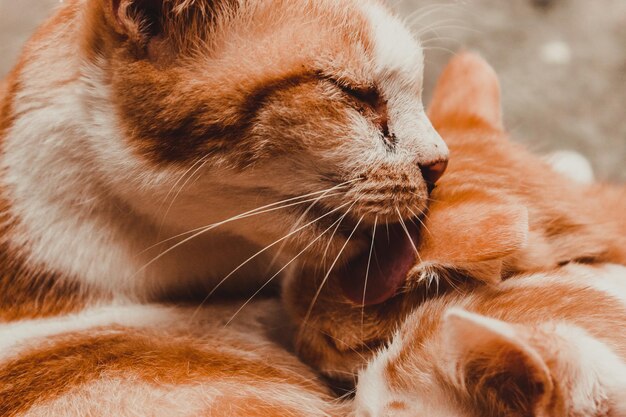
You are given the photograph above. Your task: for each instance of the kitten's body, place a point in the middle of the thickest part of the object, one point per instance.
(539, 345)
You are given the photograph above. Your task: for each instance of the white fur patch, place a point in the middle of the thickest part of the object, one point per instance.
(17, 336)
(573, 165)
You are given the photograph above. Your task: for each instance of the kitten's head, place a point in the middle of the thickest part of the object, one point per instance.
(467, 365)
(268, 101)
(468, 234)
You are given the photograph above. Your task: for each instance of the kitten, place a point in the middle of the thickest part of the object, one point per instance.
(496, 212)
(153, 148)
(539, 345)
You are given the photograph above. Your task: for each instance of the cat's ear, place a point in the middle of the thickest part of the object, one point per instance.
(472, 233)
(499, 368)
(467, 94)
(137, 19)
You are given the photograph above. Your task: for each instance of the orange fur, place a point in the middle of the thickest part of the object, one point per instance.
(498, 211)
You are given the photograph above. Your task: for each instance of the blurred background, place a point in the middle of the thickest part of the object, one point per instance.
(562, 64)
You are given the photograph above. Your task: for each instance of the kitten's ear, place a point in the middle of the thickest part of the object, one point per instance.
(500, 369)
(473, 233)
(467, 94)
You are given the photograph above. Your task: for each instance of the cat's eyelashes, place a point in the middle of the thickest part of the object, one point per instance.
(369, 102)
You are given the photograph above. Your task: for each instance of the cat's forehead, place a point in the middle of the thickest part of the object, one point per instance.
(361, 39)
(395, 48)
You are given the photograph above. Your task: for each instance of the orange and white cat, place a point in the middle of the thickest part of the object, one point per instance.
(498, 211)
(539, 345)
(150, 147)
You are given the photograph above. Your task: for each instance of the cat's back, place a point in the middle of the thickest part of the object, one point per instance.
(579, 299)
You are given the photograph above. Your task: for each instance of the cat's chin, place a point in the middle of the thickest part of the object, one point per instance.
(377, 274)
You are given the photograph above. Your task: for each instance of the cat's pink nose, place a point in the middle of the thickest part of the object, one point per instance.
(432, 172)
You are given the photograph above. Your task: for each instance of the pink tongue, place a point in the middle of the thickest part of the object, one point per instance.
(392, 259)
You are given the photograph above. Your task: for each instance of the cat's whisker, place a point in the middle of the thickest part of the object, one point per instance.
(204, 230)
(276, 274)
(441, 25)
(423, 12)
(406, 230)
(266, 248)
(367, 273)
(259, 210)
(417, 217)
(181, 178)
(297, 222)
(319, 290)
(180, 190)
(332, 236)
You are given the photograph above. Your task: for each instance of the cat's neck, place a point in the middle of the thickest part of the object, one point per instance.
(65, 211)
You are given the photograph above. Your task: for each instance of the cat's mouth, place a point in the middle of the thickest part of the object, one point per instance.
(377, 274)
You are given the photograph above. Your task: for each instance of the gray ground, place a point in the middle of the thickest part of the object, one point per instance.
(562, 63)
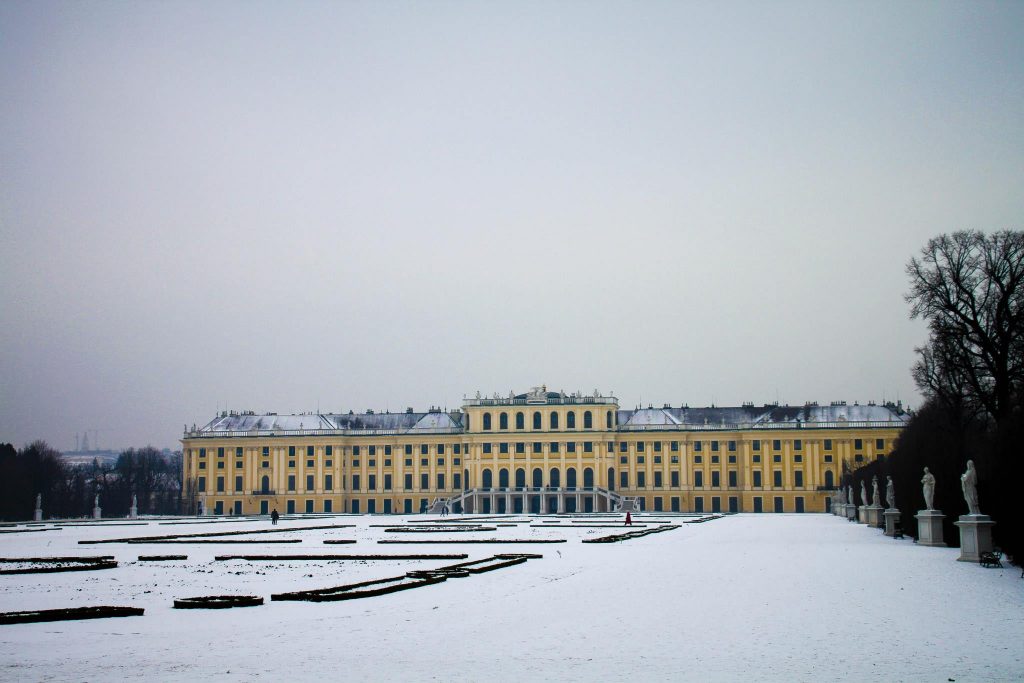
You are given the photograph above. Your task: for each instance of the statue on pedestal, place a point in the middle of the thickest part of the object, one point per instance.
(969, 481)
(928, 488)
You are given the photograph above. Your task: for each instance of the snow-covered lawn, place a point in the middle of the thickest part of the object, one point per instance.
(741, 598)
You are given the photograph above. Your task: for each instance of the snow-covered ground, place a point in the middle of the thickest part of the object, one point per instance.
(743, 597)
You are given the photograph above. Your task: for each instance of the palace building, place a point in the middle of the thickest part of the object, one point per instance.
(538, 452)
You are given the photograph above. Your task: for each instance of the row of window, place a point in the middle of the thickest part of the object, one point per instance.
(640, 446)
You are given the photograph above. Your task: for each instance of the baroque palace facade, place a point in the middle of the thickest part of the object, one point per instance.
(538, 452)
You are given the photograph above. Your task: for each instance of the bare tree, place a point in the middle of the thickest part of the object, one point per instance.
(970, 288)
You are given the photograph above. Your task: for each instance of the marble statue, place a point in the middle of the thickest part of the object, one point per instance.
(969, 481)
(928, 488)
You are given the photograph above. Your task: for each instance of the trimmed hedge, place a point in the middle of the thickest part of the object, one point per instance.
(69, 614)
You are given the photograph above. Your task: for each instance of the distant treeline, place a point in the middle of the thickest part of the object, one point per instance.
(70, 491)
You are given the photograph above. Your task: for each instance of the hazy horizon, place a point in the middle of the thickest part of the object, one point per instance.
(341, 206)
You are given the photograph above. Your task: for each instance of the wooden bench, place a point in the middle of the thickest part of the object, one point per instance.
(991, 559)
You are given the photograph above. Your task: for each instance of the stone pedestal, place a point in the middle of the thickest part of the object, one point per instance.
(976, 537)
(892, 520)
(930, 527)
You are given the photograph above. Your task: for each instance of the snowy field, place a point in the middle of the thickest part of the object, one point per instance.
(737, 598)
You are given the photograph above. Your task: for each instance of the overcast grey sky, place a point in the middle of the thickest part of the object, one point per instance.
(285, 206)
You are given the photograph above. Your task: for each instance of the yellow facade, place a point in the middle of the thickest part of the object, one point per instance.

********************

> [Exercise instructions]:
Each line from the one containing "of the marble" to the end of the records should be echoed exactly, and no other line.

> [Answer in full]:
You are given the photograph above. Your task: for each instance of the marble statue, place a point in the middle of the thickest part of the object, one point per instance.
(969, 481)
(928, 488)
You are given the photograph above. Your task: for each instance of the trimmed hedge, place a point in the middle of the thickest part of the object, one point per instance.
(69, 614)
You are given the photograph above. Your task: for each instance of the distant treeline, place a point in the middle of the thickest part of the object, one point per instance.
(70, 491)
You are given the photograph above. Your task: for each instance of the hazy horizon, place a point in the middle of the thickest part of the object, one point per instance.
(341, 206)
You are given the photograph above. Your task: for each instance of the wooden bench, place a point in the middle of the thickest part of the object, one point per instance.
(991, 559)
You are given the photograph above. Your task: for each instance of the stone pedestal, place a point in the middle of the thickest part of the object, one point per instance.
(976, 537)
(892, 520)
(930, 527)
You are given the photograph above. Your task: for each instance of the snowy field, place a point in the middle of the thickest part of the object, one point per instance.
(737, 598)
You are given the photograph above. Your task: for each instance of the overcast grey sky, place a point in the middle of the thickest part of the object, one point per instance.
(285, 206)
You are given the photograph above. Your task: for each instance of the yellow facade, place a point in the middle of the thickest part of the object, one point per instance.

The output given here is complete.